EXCERPT:
==========

This is a fundamental for smooth parent-child exchanges.
Consider the Environment.
Over the years, every product and service has gained insight that the environment, from the packaging, to inside of a pediatricians’s office (now with exam tables that look like a child’s bedroom furniture) can and does make a profound difference in how it is perceived–great to terrible framing the range. So too is the environment for parenting exchanges.
If it causes the parent stress, multiply that several fold for the children. They do not have an adults experiences and mental development to sort this out as effectively as their parents. Not sure? Take two common examples. The parents literally have so much tension between them they perceive the other as dangerous and require the custody changes occur at police stations.
While the police and civilian world do work in a partnership to thwart the criminal element, and kids are taught police officers are authority figures who will help them, this is not the message this sends. Instead, it is that something bad might happen and the police need to be close by when they change from one parent to the other.
Another classic occurs at the respective residences. A child is sent packing out the front door and has to walk to the other parent parked on the street. This is tantamount to the DMZ between North and South Korea. The message it sends to the kids is each parent is a side different from the other, good and bad, right or wrong. Prudent divorced parents are on the same side when it comes to raising two children as productive members of society.
On the other hand, a common and good place for parenting exchanges is McDonalds. This cultural icon is suited for and oriented to children and is familiar to all. And where there is the need to eat it fills that role as well.
The place and how a child exchange is handled, is important to raising well-rounded children post-divorce. Often this is an insidious process and many parents do not understand they are engaged in really harmful behavior with their exchanges.
Think about it. What does your child think. Take care and understand the environment child-exchanges occur in.
The only certainty in life, as the old adage goes, is death and payment of taxes. The only constant is change. In the post-divorce world, new significant others and step-children or half-siblings may come into the dynamic as variables. This creates all sorts of permutations for scheduling, as does the weather and everything else.

==========

SOURCE DATA:
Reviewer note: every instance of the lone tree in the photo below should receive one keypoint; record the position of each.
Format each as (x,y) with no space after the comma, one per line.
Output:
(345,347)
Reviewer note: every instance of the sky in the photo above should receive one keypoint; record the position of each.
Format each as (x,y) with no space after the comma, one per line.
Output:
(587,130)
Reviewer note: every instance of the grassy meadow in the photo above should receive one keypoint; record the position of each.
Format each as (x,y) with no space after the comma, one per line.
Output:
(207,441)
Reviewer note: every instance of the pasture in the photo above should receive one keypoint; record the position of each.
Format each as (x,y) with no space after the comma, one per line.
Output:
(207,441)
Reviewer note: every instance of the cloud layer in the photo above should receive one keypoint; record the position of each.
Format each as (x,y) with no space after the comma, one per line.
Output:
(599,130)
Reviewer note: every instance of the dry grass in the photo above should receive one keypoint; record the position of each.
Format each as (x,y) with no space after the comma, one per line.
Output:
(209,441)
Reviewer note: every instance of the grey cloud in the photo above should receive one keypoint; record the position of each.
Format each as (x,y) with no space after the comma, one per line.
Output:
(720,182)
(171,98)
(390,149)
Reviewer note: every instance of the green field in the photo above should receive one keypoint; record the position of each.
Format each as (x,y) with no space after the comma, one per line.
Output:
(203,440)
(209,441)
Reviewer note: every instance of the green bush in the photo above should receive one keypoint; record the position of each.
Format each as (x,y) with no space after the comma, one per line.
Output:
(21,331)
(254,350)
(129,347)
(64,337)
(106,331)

==========

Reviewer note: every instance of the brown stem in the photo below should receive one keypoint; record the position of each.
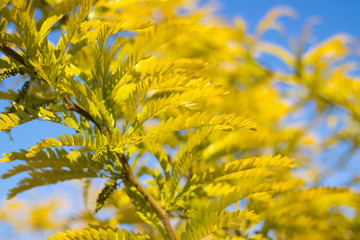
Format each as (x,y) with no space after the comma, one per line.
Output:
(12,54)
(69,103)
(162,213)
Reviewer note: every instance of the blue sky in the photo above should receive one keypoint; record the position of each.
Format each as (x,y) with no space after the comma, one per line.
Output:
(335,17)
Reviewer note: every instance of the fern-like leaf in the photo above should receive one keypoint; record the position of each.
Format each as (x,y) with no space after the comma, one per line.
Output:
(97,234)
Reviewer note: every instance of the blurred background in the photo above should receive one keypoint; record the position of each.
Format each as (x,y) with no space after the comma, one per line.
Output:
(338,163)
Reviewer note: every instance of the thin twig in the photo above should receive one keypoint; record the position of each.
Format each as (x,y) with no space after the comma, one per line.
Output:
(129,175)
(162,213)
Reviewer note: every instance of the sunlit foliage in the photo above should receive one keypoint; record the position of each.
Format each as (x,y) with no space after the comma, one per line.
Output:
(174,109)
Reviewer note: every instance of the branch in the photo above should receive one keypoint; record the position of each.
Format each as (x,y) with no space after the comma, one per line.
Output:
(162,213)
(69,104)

==========

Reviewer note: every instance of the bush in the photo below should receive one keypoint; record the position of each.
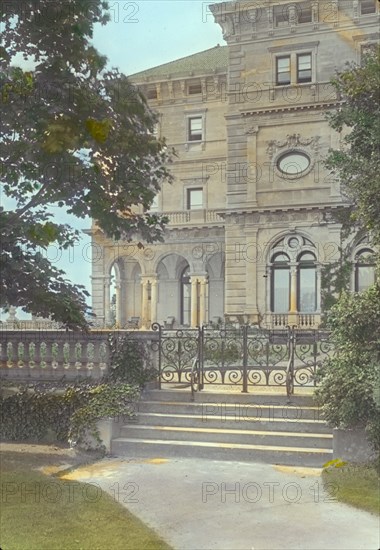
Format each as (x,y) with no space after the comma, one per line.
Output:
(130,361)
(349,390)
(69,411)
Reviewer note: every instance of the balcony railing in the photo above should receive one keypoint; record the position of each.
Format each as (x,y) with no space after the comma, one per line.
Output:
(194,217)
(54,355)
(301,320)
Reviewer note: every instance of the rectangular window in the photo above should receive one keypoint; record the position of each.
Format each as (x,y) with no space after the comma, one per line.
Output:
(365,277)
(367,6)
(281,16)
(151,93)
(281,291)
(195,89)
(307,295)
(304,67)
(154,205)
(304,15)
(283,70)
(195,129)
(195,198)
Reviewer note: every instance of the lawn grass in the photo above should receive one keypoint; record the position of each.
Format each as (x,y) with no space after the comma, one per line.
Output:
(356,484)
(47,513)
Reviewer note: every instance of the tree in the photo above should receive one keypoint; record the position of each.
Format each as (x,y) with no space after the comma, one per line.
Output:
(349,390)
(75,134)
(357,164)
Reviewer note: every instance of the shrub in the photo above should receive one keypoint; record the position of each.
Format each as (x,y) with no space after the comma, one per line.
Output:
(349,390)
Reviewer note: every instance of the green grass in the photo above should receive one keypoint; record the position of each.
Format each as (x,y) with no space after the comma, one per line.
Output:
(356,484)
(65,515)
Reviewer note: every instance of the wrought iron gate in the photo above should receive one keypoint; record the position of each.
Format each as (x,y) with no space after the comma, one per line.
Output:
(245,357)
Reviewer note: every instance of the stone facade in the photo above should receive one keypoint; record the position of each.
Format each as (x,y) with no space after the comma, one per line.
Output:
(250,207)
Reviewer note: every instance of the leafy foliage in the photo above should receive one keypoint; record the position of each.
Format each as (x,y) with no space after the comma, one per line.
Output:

==========

PROBLEM SET:
• a. For the passage on parenting exchanges, say whether each statement agrees with it, answering yes or no and quoting the words that decide it: (i) The passage calls McDonalds a common and good place for parenting exchanges. (ii) The passage says children can sort out exchange stress more effectively than their parents. (iii) The passage likens a child walking from the front door to the other parent parked on the street to the DMZ between North and South Korea.
• b. Please reproduce the part of the passage on parenting exchanges starting with "This is a fundamental" and going on through "for parenting exchanges.".
• c. Pick up the passage on parenting exchanges after its last sentence and keep writing it.
The data can be set aside; none of it is needed.

RESPONSES TO THE EXERCISE:
• a.
(i) Yes: "a common and good place for parenting exchanges is McDonalds"
(ii) No: "They do not have an adults experiences and mental development to sort this out as effectively as their parents."
(iii) Yes: "This is tantamount to the DMZ between North and South Korea."

• b.
This is a fundamental for smooth parent-child exchanges.
Consider the Environment.
Over the years, every product and service has gained insight that the environment, from the packaging, to inside of a pediatricians’s office (now with exam tables that look like a child’s bedroom furniture) can and does make a profound difference in how it is perceived–great to terrible framing the range. So too is the environment for parenting exchanges.

• c.
Parents who want to stay out of court, not fight, and help their children adopt to the post-divorce life are flexible. This is not to say this is an excuse to be late to exchanges because you do not value the other parent or he or she does not value your time. Instead, it is the recognition that the world is not a perfect place.
Road construction, traffic jams and all sorts of things may cause a parent exchange to not go smoothly. This should “roll off” and not be the cause of a “meltdown.” On the other hand, there is a line between flexibility and taking advantage of the flexible parent. The best way to measure this is to give the other parent the benefit of the doubt.
Keep a journal of the date, time and circumstance so if this threshold is crossed, a lawyer can help you carefully evaluate the situation to determine what remedial measures may be put into place to address the situation, which could range from a letter to opposing counsel, request for a parenting coordinator, to a contempt action.
At the end of the day, the time, grief, and litigation can never change the fact that the parties have children and will have to co-parent until the children leave home. This can be two (2) decades of bitterness and “war” or a tolerable situation in most circumstances.
Ciyou & Dixon, P.C. Indianapolis divorce attorneys hope you find these five (5) tips to harmonize parent-child exchanges helpful. Ultimately, the disengaging and developing of a thick skin and giving the other parent the benefit of the doubt is the key to moving on post-divorce and help the kids adapt to this change.